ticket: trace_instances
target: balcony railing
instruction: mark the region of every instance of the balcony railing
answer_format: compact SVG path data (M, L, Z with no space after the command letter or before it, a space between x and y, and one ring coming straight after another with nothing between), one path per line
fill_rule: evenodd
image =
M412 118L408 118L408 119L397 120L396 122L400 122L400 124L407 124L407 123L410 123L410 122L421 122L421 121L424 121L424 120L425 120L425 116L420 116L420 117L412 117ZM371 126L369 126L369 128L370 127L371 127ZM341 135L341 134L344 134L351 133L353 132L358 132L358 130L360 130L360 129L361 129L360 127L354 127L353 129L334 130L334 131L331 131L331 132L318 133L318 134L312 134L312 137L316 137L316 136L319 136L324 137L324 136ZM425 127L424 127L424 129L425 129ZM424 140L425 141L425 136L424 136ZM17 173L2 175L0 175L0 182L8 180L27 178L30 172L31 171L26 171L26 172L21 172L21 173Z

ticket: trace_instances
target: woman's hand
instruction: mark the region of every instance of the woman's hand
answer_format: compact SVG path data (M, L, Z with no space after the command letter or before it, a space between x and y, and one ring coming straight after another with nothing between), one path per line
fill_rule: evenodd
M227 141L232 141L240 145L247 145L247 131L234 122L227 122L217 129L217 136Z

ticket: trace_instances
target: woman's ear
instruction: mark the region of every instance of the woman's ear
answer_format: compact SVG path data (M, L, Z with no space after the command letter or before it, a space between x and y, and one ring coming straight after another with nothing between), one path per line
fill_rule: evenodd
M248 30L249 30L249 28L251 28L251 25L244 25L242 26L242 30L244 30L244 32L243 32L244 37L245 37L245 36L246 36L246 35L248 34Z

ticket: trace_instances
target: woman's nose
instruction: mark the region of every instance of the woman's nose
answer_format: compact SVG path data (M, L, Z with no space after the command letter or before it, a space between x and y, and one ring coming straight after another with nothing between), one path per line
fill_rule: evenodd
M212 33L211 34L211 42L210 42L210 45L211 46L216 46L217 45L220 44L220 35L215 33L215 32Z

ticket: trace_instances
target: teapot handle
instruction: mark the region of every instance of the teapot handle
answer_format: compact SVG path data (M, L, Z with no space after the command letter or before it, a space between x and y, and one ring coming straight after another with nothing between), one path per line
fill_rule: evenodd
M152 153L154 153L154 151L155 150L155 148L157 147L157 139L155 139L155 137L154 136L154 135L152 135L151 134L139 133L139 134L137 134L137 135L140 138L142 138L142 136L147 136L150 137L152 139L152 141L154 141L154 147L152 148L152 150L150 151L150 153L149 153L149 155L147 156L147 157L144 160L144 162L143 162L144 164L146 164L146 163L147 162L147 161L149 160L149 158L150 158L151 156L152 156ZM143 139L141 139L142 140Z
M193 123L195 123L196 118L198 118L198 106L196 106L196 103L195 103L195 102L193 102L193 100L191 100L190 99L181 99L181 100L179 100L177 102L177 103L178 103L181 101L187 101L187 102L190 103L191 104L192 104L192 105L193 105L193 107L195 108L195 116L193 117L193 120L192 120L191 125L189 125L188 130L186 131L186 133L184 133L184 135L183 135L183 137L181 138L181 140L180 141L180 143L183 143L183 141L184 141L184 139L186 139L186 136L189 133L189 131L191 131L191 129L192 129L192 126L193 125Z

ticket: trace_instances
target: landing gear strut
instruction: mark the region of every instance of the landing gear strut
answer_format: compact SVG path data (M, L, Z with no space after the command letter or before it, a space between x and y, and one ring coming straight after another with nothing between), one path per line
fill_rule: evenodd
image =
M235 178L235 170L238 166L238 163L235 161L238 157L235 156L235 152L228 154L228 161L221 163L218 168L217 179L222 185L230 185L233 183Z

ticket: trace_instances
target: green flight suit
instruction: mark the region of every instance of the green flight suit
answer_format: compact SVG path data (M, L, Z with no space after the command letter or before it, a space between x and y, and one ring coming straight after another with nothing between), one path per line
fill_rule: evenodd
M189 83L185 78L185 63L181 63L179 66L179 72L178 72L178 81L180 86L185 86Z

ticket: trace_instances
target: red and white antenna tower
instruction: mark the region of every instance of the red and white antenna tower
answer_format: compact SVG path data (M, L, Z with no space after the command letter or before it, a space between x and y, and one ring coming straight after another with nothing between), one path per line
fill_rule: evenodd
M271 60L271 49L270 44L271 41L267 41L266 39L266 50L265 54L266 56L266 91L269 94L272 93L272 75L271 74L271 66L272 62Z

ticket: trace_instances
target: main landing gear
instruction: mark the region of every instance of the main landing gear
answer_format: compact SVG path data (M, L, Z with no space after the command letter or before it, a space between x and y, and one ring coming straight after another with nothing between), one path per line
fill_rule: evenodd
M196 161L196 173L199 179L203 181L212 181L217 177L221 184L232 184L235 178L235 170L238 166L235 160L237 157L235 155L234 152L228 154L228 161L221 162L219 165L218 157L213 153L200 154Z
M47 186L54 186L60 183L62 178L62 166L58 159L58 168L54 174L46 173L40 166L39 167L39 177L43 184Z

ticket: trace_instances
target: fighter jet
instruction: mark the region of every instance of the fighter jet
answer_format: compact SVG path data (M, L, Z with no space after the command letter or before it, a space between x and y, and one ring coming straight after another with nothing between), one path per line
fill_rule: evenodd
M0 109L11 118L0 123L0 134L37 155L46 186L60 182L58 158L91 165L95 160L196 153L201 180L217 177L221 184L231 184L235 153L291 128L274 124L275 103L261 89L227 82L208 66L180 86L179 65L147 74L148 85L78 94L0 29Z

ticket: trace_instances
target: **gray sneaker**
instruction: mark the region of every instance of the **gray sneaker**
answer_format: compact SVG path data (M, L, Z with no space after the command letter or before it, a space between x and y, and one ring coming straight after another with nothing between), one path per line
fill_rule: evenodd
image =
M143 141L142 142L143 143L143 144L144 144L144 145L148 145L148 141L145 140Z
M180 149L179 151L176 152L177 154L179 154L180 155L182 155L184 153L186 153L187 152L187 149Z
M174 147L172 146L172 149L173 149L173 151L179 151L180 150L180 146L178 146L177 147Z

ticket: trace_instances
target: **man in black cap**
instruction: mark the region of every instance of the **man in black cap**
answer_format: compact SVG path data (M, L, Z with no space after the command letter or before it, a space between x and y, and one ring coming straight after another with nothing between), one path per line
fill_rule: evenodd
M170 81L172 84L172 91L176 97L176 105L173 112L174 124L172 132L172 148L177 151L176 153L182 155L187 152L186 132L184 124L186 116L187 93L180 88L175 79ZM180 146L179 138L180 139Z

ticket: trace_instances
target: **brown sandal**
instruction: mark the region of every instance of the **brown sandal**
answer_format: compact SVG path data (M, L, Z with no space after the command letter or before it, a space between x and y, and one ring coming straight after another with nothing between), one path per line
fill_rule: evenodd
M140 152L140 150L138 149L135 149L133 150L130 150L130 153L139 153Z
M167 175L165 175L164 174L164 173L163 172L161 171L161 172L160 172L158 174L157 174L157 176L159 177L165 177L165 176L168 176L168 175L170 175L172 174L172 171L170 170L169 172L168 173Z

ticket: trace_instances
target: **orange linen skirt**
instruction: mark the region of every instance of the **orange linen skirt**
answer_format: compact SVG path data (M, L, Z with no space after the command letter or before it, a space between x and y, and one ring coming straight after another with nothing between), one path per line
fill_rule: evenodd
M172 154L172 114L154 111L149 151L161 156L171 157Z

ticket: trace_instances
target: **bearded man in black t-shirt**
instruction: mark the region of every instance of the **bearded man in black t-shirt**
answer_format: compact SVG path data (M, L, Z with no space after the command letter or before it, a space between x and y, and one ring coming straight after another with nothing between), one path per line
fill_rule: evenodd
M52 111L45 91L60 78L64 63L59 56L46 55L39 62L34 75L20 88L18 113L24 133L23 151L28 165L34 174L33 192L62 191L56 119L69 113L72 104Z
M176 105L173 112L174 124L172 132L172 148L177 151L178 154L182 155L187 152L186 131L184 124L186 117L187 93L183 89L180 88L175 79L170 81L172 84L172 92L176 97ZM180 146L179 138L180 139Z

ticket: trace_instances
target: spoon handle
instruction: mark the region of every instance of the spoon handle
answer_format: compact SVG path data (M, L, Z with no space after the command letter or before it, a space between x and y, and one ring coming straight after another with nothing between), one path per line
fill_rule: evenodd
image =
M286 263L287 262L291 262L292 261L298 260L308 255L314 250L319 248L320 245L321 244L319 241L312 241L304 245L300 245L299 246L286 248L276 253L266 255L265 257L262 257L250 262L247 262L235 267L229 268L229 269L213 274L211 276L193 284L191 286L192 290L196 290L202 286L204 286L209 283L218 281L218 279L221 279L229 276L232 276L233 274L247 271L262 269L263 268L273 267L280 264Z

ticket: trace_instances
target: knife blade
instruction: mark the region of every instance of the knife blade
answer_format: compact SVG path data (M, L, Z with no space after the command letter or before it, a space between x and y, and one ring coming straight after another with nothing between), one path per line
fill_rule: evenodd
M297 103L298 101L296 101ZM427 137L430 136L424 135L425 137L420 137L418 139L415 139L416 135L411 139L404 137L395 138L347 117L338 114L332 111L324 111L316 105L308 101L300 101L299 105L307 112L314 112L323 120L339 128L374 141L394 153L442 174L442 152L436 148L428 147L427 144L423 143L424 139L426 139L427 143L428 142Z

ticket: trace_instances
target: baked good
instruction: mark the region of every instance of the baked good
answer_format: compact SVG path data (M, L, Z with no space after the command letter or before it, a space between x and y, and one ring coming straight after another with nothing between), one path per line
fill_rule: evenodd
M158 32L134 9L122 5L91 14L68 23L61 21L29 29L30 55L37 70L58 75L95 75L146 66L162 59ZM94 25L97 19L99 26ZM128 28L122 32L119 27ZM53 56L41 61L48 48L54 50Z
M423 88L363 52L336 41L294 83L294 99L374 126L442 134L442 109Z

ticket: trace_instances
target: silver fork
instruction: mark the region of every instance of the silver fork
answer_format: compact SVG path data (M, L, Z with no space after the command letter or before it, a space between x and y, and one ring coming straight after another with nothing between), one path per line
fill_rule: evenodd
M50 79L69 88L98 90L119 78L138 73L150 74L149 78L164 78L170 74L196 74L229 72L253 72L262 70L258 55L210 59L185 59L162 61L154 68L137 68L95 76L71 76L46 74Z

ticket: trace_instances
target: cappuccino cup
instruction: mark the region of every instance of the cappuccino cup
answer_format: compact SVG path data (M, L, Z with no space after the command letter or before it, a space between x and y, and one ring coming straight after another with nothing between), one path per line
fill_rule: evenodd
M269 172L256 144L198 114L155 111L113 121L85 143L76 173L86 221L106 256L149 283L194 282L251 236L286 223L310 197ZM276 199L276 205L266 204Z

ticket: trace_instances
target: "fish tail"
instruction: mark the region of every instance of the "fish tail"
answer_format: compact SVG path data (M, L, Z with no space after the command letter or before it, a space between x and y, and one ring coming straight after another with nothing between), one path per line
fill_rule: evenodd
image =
┄┄┄┄┄┄┄┄┄┄┄┄┄┄┄┄┄┄┄┄
Recast everything from the start of the records above down to and including the line that contains "M227 141L232 141L240" as a Markdown table. Use the columns Number and Text, give each nonblank line its own row, and leave blank lines out.

:: TASK RESPONSE ::
| Number | Text |
|---|---|
| 1 | ticket: trace_instances |
| 2 | target: balcony railing |
| 3 | instruction: mark the region of every instance of the balcony railing |
| 4 | answer_format: compact SVG path data (M, L, Z with no space after the command letter or before it, a space between x and y, and one ring coming straight after another with nothing between), one path per line |
| 5 | fill_rule: evenodd |
| 6 | image = |
| 7 | M412 118L408 118L408 119L397 120L396 122L400 122L400 124L407 124L407 123L410 123L410 122L421 122L421 121L424 121L424 120L425 120L425 116L420 116L420 117L412 117ZM371 126L369 126L369 128L370 127L371 127ZM341 135L341 134L344 134L351 133L353 132L358 132L358 130L360 130L360 129L361 129L360 127L354 127L353 129L334 130L334 131L331 131L331 132L318 133L318 134L312 134L312 137L316 137L316 136L319 136L324 137L324 136ZM425 127L424 127L424 129L425 129ZM424 140L425 141L425 136L424 136ZM17 173L2 175L0 175L0 182L8 180L27 178L30 172L31 171L26 171L26 172L21 172L21 173Z |
| 8 | ticket: trace_instances |
| 9 | target: woman's hand |
| 10 | instruction: mark the region of every instance of the woman's hand |
| 11 | answer_format: compact SVG path data (M, L, Z with no space after the command letter or before it, a space between x and y, and one ring coming straight after another with nothing between), one path per line |
| 12 | fill_rule: evenodd |
| 13 | M227 141L232 141L240 145L247 145L247 131L234 122L227 122L217 129L217 136Z |